» **Dataset records**:
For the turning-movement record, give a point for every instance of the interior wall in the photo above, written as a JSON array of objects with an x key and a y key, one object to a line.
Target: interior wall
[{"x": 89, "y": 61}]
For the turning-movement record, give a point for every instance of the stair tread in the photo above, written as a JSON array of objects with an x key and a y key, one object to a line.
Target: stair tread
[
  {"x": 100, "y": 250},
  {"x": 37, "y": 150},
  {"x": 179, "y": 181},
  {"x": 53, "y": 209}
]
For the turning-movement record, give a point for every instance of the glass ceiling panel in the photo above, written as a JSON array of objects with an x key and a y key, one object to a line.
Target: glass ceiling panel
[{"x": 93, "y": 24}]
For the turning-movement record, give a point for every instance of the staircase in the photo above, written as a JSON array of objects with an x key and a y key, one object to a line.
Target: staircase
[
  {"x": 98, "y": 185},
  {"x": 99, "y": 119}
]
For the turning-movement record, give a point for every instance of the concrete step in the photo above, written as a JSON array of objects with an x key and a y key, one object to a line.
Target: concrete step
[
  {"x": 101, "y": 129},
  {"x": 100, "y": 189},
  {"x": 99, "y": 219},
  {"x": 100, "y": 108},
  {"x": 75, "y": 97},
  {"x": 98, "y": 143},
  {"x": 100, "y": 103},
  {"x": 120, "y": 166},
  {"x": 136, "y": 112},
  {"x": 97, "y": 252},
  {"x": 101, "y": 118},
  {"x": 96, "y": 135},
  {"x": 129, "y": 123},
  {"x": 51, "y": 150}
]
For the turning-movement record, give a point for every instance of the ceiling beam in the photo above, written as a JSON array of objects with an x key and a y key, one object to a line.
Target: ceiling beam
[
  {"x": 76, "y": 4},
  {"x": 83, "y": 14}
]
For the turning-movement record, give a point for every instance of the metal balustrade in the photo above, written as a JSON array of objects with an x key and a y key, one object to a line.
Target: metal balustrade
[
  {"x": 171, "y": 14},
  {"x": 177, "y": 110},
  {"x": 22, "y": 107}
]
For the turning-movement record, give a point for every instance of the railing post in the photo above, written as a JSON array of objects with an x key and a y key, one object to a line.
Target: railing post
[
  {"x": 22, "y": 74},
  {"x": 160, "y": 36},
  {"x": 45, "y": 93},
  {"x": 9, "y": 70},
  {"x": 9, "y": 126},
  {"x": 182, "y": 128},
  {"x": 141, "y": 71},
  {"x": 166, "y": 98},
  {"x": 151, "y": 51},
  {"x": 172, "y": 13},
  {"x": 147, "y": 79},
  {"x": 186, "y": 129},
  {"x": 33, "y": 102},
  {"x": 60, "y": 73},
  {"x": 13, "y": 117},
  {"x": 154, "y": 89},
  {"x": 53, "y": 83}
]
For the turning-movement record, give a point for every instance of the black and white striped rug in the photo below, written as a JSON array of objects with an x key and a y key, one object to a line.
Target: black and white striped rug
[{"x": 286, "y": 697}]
...
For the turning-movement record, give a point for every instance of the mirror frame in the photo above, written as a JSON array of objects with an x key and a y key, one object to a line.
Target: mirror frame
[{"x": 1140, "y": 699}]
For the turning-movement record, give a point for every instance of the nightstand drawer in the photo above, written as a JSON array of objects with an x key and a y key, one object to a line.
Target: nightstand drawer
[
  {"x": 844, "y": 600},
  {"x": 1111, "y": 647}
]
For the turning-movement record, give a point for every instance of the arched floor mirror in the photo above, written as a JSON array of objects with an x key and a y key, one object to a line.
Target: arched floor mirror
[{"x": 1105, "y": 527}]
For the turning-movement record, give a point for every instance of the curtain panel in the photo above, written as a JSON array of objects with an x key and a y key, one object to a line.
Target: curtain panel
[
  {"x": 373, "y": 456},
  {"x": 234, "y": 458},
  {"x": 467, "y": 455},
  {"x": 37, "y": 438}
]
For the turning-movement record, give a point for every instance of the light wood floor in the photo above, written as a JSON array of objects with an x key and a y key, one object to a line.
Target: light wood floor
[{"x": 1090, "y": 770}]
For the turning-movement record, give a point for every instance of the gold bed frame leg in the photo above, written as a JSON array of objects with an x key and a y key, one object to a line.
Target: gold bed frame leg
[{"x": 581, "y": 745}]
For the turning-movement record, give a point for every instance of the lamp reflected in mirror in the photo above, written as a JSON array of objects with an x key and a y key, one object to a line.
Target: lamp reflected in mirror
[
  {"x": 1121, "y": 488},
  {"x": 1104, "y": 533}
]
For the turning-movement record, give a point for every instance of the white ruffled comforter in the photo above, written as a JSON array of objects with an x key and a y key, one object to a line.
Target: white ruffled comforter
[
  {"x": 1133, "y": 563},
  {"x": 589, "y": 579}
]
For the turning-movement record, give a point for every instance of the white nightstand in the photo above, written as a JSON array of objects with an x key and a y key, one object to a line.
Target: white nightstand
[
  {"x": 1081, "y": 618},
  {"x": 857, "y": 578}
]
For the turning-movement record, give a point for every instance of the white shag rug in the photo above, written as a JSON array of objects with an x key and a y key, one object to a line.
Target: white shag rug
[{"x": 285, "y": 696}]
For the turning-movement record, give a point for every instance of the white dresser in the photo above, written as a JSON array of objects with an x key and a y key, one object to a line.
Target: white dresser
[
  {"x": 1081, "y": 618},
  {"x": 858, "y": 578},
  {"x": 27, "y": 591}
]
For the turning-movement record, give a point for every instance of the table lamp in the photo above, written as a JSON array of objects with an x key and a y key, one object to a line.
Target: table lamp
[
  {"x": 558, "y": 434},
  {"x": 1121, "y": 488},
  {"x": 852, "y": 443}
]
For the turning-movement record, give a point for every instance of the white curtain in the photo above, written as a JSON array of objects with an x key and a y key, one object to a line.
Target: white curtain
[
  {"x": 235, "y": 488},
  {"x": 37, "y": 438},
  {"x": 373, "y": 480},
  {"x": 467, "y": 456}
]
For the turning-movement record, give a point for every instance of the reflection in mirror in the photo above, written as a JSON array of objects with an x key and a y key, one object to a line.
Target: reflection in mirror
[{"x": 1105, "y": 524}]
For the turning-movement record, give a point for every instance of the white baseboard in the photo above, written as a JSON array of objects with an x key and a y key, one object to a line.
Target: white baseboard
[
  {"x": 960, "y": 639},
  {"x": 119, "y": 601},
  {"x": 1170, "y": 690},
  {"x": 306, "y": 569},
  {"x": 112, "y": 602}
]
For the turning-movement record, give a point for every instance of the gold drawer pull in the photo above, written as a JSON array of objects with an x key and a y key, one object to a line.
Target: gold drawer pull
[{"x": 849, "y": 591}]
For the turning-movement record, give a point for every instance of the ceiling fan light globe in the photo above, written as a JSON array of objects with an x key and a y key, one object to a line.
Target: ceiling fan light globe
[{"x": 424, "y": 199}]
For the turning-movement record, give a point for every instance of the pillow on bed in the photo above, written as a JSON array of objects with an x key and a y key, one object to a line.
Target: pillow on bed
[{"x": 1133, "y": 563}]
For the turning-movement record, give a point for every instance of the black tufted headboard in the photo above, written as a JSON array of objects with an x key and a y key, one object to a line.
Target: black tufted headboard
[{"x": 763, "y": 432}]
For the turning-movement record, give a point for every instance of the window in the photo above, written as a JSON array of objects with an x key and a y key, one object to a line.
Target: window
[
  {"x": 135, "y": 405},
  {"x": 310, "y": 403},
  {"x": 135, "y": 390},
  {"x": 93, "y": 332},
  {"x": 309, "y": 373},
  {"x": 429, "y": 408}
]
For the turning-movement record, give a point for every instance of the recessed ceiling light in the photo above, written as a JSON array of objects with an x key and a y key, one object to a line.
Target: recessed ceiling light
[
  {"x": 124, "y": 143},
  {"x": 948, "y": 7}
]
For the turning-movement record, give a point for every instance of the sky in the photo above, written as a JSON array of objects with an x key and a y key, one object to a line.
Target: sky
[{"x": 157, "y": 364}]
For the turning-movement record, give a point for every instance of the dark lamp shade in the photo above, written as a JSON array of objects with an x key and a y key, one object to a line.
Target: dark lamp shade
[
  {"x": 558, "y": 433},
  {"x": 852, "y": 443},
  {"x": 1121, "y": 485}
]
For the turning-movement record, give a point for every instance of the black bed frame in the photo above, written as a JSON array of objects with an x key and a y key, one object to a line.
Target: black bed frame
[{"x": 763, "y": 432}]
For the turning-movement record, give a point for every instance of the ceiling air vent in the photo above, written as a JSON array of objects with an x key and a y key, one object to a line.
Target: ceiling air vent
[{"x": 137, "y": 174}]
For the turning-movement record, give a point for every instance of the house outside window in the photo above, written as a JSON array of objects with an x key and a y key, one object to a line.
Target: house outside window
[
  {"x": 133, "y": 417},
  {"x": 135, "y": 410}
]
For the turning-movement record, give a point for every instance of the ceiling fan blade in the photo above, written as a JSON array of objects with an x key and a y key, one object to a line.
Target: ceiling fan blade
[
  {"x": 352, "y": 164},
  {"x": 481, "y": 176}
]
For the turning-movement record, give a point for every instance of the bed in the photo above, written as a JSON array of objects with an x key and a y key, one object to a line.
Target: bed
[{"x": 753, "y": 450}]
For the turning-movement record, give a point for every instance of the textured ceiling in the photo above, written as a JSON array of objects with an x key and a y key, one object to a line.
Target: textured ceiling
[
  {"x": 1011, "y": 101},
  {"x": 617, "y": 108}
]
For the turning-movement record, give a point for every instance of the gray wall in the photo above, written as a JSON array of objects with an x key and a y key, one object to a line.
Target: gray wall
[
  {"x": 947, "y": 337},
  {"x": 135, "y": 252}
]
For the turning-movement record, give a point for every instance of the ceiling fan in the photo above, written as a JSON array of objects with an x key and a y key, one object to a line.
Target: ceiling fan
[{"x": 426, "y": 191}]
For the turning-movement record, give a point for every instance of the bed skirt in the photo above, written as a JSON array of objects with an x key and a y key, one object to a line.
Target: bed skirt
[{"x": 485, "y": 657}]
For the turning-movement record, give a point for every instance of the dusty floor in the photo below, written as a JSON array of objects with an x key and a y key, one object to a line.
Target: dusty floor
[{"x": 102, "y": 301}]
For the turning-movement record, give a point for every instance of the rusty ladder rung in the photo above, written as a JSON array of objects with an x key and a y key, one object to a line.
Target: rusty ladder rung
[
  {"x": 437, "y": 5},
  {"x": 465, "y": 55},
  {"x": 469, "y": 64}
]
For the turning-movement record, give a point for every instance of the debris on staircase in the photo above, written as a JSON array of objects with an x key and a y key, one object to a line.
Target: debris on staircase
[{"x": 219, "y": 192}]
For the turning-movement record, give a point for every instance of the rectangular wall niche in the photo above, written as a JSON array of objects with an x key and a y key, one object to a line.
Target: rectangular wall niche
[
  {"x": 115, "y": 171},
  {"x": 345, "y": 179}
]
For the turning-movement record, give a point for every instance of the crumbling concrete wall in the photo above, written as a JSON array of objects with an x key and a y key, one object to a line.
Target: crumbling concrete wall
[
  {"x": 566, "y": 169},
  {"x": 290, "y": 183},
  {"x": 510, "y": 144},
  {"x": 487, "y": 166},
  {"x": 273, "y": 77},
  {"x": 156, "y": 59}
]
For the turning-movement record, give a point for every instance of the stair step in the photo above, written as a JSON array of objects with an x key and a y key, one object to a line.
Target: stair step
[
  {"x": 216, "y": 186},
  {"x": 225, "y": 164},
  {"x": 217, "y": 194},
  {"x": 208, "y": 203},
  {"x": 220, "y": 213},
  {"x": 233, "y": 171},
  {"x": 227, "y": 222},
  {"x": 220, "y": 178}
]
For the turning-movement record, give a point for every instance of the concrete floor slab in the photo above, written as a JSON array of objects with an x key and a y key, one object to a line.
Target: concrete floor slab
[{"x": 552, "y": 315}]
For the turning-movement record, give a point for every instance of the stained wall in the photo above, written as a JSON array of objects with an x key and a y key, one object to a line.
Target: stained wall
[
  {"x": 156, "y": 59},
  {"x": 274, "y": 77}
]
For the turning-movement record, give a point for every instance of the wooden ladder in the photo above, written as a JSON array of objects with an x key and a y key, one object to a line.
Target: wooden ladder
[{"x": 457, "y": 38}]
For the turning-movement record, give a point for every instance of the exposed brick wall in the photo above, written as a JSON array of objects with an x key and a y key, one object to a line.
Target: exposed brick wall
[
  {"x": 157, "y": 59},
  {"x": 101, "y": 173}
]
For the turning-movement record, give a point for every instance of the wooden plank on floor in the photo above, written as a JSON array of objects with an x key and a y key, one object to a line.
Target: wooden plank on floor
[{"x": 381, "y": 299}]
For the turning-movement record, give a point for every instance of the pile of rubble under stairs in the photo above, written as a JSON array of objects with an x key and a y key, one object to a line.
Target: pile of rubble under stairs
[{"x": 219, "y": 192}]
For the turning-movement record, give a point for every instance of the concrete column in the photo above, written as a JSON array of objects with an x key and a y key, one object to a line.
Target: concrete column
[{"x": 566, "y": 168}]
...
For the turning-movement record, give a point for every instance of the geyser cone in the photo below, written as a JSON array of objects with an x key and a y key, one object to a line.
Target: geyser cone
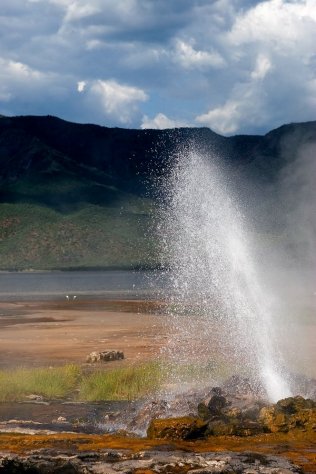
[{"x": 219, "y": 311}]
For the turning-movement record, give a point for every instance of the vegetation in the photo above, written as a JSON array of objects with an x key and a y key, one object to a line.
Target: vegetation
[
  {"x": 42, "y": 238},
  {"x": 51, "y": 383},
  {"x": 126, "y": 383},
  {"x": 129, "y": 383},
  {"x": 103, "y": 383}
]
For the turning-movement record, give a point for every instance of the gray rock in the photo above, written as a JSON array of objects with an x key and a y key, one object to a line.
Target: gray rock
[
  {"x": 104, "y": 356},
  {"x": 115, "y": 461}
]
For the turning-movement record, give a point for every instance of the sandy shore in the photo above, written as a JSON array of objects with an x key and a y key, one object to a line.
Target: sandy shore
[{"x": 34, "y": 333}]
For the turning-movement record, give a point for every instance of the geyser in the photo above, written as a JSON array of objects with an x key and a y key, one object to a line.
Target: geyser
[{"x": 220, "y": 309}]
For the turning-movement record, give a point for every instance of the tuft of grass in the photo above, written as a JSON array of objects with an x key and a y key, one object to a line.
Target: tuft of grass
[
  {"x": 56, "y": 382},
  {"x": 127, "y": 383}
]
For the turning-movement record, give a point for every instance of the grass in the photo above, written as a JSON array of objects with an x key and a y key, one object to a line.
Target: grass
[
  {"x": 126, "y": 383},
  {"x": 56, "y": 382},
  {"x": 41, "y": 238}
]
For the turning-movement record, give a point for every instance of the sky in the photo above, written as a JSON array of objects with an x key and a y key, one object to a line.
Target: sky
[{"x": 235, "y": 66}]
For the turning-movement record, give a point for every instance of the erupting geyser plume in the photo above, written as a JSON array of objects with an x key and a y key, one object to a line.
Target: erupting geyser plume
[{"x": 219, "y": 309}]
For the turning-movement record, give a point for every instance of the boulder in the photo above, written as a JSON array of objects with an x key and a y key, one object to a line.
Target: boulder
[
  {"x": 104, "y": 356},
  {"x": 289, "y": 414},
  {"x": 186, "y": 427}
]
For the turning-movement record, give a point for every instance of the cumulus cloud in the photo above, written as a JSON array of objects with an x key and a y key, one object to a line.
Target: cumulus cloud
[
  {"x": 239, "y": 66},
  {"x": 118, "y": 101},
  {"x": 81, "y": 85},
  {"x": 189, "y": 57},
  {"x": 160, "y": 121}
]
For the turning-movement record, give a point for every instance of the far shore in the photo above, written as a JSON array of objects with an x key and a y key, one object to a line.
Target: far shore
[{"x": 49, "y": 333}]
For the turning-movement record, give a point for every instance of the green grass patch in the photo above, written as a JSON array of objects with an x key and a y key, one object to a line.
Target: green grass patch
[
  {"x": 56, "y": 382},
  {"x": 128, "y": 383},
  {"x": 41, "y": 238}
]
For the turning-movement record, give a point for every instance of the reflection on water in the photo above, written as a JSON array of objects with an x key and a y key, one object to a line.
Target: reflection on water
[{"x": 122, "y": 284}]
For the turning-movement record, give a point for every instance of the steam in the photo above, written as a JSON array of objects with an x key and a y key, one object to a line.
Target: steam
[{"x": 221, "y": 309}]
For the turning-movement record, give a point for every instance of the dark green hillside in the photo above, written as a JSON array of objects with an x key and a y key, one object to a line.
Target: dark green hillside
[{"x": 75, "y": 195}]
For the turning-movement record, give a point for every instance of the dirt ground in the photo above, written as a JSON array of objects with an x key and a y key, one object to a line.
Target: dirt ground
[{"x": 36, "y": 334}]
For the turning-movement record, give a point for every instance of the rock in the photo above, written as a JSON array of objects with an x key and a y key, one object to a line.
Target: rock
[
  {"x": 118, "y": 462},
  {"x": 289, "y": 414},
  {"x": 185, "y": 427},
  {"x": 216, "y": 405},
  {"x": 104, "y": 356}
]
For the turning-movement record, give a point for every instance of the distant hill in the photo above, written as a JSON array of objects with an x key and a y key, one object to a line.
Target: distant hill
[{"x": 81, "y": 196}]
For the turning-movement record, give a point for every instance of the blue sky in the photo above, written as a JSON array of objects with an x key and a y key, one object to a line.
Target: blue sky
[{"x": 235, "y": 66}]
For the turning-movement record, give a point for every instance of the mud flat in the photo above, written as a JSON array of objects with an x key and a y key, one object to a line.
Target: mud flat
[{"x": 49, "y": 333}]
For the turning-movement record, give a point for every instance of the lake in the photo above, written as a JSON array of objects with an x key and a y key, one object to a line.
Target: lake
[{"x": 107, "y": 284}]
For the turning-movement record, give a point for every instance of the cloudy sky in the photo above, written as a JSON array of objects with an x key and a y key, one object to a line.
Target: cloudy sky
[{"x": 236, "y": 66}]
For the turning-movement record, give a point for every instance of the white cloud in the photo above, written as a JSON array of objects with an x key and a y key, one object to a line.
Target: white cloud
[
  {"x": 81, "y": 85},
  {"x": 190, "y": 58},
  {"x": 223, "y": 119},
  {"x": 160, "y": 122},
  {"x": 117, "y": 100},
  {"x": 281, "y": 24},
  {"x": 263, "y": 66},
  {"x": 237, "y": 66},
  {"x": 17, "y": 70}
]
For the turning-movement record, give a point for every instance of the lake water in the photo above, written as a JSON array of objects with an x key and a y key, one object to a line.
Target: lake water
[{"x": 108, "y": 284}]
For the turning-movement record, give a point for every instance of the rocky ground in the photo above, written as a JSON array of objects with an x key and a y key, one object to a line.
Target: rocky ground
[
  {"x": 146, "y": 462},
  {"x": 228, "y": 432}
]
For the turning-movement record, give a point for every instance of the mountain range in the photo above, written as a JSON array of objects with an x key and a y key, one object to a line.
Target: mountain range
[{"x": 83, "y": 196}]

» **Given exercise**: Locate each line of the data above that contains the string "rung" and copy those lines out in full.

» **Response to this exercise**:
For the turning-movement record, give a point for every instance of the rusty ladder rung in the photo above, written as a JSON array of objects with an x key and a y key, one object to a line.
Target: rusty ladder rung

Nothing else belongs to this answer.